Written problem A:
According to the mailing list thread about bash and POSIX scripts, what is the main source of slowdowns in the boot sequence?
Written problem B:
In the mailing list thread about bash and POSIX scripts, rewrite the part starting at "Ah. For me Arch" and ending at "a slimmer system.", swapping in "perl" for "python".
Written problem C:
Pick up the mailing list thread about bash and POSIX scripts after its final line and keep it going.

Passage:

------------------------------------------------------------------------

For me, part of it is that bash is used pretty ubiquitously as the configuration and scripting language of choice. Changing that to posix sh in one of the main config files would be a big shift.
Ah. For me Arch is much more than bash configs or scripts. They could all become POSIX compatible and I'd still see it as Arch. If Arch started to require python, or more I might start to see it differently - it would be harder to maintain a slimmer system.
On Jun 28, 2010, at 7:42 AM, Caleb Cushing <xenoterracide@gmail.com> wrote:
On Sun, Jun 27, 2010 at 11:10 PM, Victor Lowther <victor.lowther@gmail.com> wrote:
Questions, comments, flames, etc. welcome.
why go this way instead of the other? (clarification why go deeper into bash instead of trying to posix-ify the scripts)
Because arrays and associative arrays are very useful, using native bash costructs instead of posix gives you a decent speed boost, and the main source of slowdowns in the boot sequence is I/O based -- mounting filesystems and launching programs. Serious boot speed optimization is a matter of optimizing I/O.
-- Caleb Cushing
On 06/28/10 09:35, Victor Lowther wrote:
On Jun 28, 2010, at 7:42 AM, Caleb Cushing <xenoterracide@gmail.com> wrote:
On Sun, Jun 27, 2010 at 11:10 PM, Victor Lowther <victor.lowther@gmail.com> wrote:
Questions, comments, flames, etc. welcome.
why go this way instead of the other? (clarification why go deeper into bash instead of trying to posix-ify the scripts)
...and the main source of slowdowns in the boot sequence is I/O based -- mounting filesystems and launching programs.
IIRC, Busybox shell can get notable speed boost by incorporating versions of tools like sed into the same busybox executable, such that it often doesn't have to fork and load other short-lived programs. (I believe it doesn't do bash-array-syntax.) -Isaac
On Mon, Jun 28, 2010 at 12:36 PM, Isaac Dupree <ml@isaac.cedarswampstudios.org> wrote:
IIRC, Busybox shell can get notable speed boost by incorporating versions of tools like sed into the same busybox executable, such that it often doesn't have to fork and load other short-lived programs.

------------------------------------------------------------------------

[Excerpts of location labeling data]
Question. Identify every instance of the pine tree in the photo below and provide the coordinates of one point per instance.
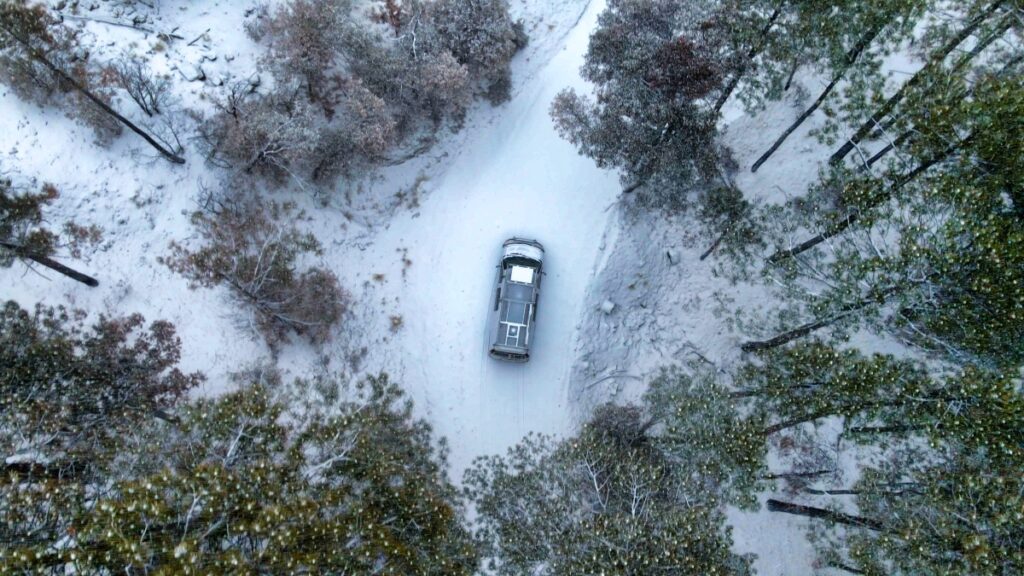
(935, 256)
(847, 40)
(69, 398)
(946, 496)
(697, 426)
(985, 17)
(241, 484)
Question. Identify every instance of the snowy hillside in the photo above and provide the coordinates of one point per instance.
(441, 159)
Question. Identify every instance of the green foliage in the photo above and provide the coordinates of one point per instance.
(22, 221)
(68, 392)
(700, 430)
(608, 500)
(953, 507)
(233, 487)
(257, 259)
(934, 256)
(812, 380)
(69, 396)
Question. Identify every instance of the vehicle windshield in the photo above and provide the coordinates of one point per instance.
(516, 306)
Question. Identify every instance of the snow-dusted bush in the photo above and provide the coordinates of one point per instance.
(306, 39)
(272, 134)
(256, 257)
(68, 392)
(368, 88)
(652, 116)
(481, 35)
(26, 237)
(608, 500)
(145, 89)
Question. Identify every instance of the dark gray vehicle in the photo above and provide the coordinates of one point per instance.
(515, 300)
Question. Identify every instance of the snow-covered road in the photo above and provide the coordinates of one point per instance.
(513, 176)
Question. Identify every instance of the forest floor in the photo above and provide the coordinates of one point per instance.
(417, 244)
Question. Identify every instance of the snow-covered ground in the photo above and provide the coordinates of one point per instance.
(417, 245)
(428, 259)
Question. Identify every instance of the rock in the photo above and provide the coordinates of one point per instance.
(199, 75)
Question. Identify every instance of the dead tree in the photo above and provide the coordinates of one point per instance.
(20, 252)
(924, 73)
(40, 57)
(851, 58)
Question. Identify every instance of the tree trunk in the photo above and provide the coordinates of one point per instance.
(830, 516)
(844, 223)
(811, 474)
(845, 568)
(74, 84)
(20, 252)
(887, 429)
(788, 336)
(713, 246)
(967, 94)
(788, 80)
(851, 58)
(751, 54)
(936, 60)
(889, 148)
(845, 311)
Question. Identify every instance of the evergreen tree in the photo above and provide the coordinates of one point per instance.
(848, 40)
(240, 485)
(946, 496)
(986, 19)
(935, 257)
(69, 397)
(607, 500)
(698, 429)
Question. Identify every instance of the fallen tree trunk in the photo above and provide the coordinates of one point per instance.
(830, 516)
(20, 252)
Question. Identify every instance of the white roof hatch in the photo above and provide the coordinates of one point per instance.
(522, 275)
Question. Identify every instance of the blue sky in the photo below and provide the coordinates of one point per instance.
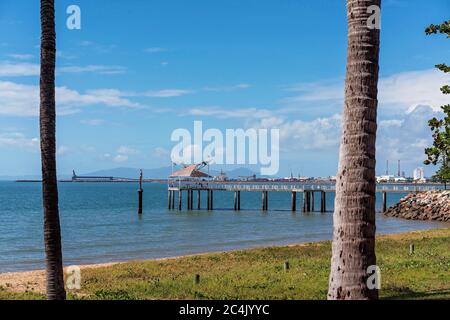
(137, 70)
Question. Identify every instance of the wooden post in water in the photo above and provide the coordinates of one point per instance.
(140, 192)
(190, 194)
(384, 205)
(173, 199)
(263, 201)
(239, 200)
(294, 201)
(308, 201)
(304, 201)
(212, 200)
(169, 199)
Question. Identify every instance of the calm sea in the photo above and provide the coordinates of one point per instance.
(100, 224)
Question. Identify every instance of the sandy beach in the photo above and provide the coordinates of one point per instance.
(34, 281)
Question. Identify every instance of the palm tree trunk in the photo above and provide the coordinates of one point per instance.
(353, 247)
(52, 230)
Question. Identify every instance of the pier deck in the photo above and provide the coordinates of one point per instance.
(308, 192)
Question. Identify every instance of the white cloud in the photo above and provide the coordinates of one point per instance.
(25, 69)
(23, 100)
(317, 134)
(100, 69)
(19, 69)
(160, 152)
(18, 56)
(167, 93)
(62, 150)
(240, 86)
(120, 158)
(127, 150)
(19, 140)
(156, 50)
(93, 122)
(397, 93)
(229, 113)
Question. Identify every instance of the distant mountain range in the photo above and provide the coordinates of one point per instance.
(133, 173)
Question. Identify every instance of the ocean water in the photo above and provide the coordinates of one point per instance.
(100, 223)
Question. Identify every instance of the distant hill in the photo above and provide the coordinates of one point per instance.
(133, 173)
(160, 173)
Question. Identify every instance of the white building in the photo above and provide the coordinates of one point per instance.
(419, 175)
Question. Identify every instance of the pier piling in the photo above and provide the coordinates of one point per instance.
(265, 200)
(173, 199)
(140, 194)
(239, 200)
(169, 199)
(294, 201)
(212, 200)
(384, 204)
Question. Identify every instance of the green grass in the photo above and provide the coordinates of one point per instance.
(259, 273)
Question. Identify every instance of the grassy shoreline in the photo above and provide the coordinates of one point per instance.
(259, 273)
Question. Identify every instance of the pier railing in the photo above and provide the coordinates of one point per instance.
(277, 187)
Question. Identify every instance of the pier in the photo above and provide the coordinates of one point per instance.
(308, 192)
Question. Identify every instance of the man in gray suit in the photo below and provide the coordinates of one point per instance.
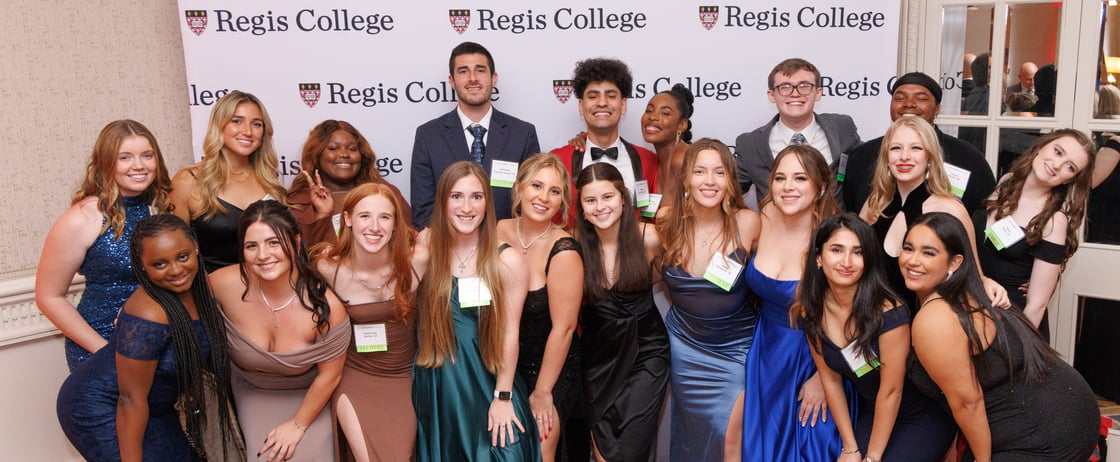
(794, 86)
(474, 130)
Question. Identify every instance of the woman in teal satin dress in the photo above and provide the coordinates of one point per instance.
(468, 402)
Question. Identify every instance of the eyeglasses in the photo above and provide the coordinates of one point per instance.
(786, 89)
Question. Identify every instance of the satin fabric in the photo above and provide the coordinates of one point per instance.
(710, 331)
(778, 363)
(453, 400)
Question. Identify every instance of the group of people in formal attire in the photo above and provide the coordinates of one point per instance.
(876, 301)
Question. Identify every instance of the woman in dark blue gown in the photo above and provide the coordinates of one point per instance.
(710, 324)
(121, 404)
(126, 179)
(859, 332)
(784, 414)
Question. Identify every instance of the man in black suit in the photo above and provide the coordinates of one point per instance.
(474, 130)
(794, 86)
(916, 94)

------------------------------------------------------------------------

Exercise response A:
I/O: mounting filesystems and launching programs.

Exercise response B:
Ah. For me Arch is much more than bash configs or scripts. They could all become POSIX compatible and I'd still see it as Arch. If Arch started to require perl, or more I might start to see it differently - it would be harder to maintain a slimmer system.

Exercise response C:
I don't think it loads them into it... it provides them... for example running busybox vi will load busybox's version of vi. Doesn't mean this isn't a good thing... symlinking vi to busybox and then running that vi is the same as typing busybox vi. -- Caleb Cushing http://xenoterracide.blogspot.com
On Jun 28, 2010, at 11:36 AM, Isaac Dupree <ml@isaac.cedarswampstudios.org
wrote:
On 06/28/10 09:35, Victor Lowther wrote:
On Jun 28, 2010, at 7:42 AM, Caleb Cushing <xenoterracide@gmail.com> wrote:
On Sun, Jun 27, 2010 at 11:10 PM, Victor Lowther <victor.lowther@gmail.com> wrote:
Questions, comments, flames, etc. welcome.
why go this way instead of the other? (clarification why go deeper into bash instead of trying to posix-ify the scripts)
...and the main source of slowdowns in the boot sequence is I/O based -- mounting filesystems and launching programs.
IIRC, Busybox shell can get notable speed boost by incorporating versions of tools like sed into the same busybox executable, such that it often doesn't have to fork and load other short-lived programs.
You can eliminate a fair number of trivial uses of grep, awk, and sed by using all of the parameter expansion modifiers that bash offers, and by using the native regex support from bash 3 and above. I made these changes wherever it seemed appropriate in my changes.
(I believe it doesn't do bash-array-syntax.)
-Isaac
Am 28.06.2010 05:10, schrieb Victor Lowther:
I have spent some time over the last month or so rewriting the Arch initscripts in idiomatic bash -- since they rely on bash-specific features, trying to keep them fairly POSIX is rather a waste of time and a net performance loss -- using bash-style conditionals is about 30% faster when nothing needs to be touched on the filesystem and about 200% easier to read, and you can use bash regexps in place of most trivial uses of sed, grep, and awk when mangling parameters or variables -- the fewer short-lived processes we fork the better.
You can browse changes I have made in the git repo @ http://git.fnordovax.org/arch-initscripts/log/?h=bashification and you can checkout my changes to play around with from git://fnordovax.org/~victor/arch-initscripts
Okay, those are LOTS of patches. I agree with most of them, but not all. However, reviewing and commenting them like this is a bit tedious - can you use git send-email to send them to this list as a patch series, so I can comment properly?
On Jun 30, 2010, at 12:40 PM, Thomas Bächler <thomas@archlinux.org> wrote:
Am 28.06.2010 05:10, schrieb Victor Lowther:
I have spent some time over the last month or so rewriting the Arch initscripts in idiomatic bash -- since they rely on bash-specific features, trying to keep them fairly POSIX is rather a waste of time and a net performance loss -- using bash-style conditionals is about 30% faster when nothing needs to be touched on the filesystem and about 200% easier to read, and you can use bash regexps in place of most trivial uses of sed, grep, and awk when mangling parameters or variables -- the fewer short-lived processes we fork the better.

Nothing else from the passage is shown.